## TASK PROMPT
Rewrite every line of the records below as a single numbered list, leaving out blank lines.

## DATA ENTRIES
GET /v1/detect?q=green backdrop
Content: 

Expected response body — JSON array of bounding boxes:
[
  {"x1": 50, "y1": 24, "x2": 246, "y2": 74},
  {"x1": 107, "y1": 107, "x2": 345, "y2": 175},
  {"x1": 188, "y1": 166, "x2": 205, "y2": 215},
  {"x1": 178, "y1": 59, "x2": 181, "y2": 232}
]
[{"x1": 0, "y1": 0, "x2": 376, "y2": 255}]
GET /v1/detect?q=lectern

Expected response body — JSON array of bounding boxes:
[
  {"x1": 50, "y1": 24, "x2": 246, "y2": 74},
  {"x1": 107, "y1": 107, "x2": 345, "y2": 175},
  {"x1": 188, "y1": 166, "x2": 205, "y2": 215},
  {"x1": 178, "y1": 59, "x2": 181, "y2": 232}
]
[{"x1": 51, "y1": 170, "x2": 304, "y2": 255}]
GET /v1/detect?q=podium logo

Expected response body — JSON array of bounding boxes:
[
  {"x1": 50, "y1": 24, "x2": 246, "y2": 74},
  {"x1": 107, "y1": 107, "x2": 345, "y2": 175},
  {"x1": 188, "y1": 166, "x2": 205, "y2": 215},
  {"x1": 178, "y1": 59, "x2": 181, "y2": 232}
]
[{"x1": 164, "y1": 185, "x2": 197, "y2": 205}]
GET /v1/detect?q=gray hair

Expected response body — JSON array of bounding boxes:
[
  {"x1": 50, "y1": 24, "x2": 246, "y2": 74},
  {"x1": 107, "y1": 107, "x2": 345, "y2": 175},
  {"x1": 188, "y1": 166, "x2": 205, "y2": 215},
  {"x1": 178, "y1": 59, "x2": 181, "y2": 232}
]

## RESPONSE BELOW
1. GET /v1/detect?q=green backdrop
2. Content: 
3. Expected response body — JSON array of bounding boxes:
4. [
5.   {"x1": 50, "y1": 24, "x2": 246, "y2": 74},
6.   {"x1": 107, "y1": 107, "x2": 345, "y2": 175},
7.   {"x1": 188, "y1": 166, "x2": 205, "y2": 215},
8.   {"x1": 178, "y1": 59, "x2": 181, "y2": 232}
9. ]
10. [{"x1": 0, "y1": 0, "x2": 376, "y2": 255}]
11. GET /v1/detect?q=lectern
12. Expected response body — JSON array of bounding boxes:
13. [
14.   {"x1": 50, "y1": 24, "x2": 246, "y2": 74},
15.   {"x1": 107, "y1": 107, "x2": 345, "y2": 175},
16.   {"x1": 188, "y1": 166, "x2": 205, "y2": 215},
17.   {"x1": 178, "y1": 59, "x2": 181, "y2": 232}
18. ]
19. [{"x1": 51, "y1": 170, "x2": 304, "y2": 255}]
20. GET /v1/detect?q=podium logo
21. Expected response body — JSON array of bounding boxes:
22. [
23.   {"x1": 50, "y1": 24, "x2": 246, "y2": 74},
24.   {"x1": 107, "y1": 107, "x2": 345, "y2": 175},
25.   {"x1": 188, "y1": 166, "x2": 205, "y2": 215},
26.   {"x1": 178, "y1": 59, "x2": 181, "y2": 232}
27. ]
28. [{"x1": 164, "y1": 185, "x2": 197, "y2": 205}]
29. GET /v1/detect?q=gray hair
30. Expected response body — JSON array of bounding boxes:
31. [
32.   {"x1": 50, "y1": 24, "x2": 246, "y2": 74},
33.   {"x1": 107, "y1": 107, "x2": 345, "y2": 175},
34.   {"x1": 188, "y1": 166, "x2": 205, "y2": 215},
35.   {"x1": 178, "y1": 59, "x2": 181, "y2": 232}
36. ]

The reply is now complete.